▸ PAGE EXTRACT:
- - -
Breast cancer survivors to take part in Kenya's first-ever study of patient journey

The burden of breast cancer disproportionately affects African countries with five-year survival rates as low as 12 per cent in parts of Africa, compared with almost 90 per cent in the United States, Australia and Canada.
The burden of breast cancer disproportionately affects African countries with five-year survival rates as low as 12 per cent in parts of Africa, compared with almost 90 per cent in the United States, Australia and Canada.

Kenya breast cancer survivors will be involved in the first-ever patient journey study in sub-Saharan Africa, being undertaken by drugs manufacturer Roche. 

The study design for the breast cancer patient journey were presented at the African Organisation for Research and Training in Cancer congress in Kigali, Rwanda, on Thursday. 

The study aims to describe the typical patient journey, as well as to assess resource use, cost, and other hurdles influencing patient care in public and private hospitals in Kenya, Nigeria and Ghana.
- - -
▸ ACTIVITY 1:
Reproduce the breast cancer study article word for word, starting at "Kenya breast cancer" and ending at "Rwanda, on Thursday.".
▸ ACTIVITY 2:
Decide whether each statement agrees with the breast cancer study article, answering yes or no and quoting the deciding words: (a) The study covers public and private hospitals in Kenya, Nigeria and Ghana. (b) Five-year survival rates in the United States, Australia and Canada are almost 90 per cent. (c) A Kenyan university is carrying out the study.
▸ ACTIVITY 3:
Answer these from the breast cancer study article:
(a) In which city and country was the congress held?
(b) How low are five-year survival rates in parts of Africa?
(c) Which company is undertaking the study?
You won't need any of the data that follows.

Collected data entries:
- - -
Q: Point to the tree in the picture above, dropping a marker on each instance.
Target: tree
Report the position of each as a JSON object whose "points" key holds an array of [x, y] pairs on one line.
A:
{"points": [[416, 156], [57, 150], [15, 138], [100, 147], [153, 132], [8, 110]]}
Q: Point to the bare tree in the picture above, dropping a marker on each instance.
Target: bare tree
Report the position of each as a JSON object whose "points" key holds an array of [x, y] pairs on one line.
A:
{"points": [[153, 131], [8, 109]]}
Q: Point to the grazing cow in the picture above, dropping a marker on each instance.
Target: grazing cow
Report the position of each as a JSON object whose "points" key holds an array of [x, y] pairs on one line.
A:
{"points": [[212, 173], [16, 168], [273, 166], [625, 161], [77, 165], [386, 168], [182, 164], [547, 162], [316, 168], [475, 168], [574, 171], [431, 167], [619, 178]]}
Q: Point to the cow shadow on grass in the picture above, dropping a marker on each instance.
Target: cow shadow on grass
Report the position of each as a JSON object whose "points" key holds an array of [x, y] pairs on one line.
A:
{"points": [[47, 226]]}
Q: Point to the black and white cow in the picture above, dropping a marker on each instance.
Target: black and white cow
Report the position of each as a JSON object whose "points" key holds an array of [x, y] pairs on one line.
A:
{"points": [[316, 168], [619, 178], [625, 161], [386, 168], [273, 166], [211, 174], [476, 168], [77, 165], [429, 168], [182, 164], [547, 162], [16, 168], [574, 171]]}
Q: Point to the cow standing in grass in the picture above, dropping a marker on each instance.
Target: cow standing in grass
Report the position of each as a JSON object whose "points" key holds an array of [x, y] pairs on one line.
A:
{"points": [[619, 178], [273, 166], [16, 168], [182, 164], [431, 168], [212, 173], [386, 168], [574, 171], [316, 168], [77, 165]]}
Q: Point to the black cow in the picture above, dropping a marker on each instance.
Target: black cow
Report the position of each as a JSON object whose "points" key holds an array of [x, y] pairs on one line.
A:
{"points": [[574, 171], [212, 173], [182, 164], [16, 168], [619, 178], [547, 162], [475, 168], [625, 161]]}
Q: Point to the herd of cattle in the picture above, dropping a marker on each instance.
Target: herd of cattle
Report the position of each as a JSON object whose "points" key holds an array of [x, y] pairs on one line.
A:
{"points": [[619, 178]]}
- - -
▸ EXERCISE ANSWER 1:
Kenya breast cancer survivors will be involved in the first-ever patient journey study in sub-Saharan Africa, being undertaken by drugs manufacturer Roche. 

The study design for the breast cancer patient journey were presented at the African Organisation for Research and Training in Cancer congress in Kigali, Rwanda, on Thursday.

▸ EXERCISE ANSWER 2:
(a) Yes: "in public and private hospitals in Kenya, Nigeria and Ghana"
(b) Yes: "compared with almost 90 per cent in the United States, Australia and Canada"
(c) No: "being undertaken by drugs manufacturer Roche"

▸ EXERCISE ANSWER 3:
(a) Kigali, Rwanda
(b) As low as 12 per cent
(c) Roche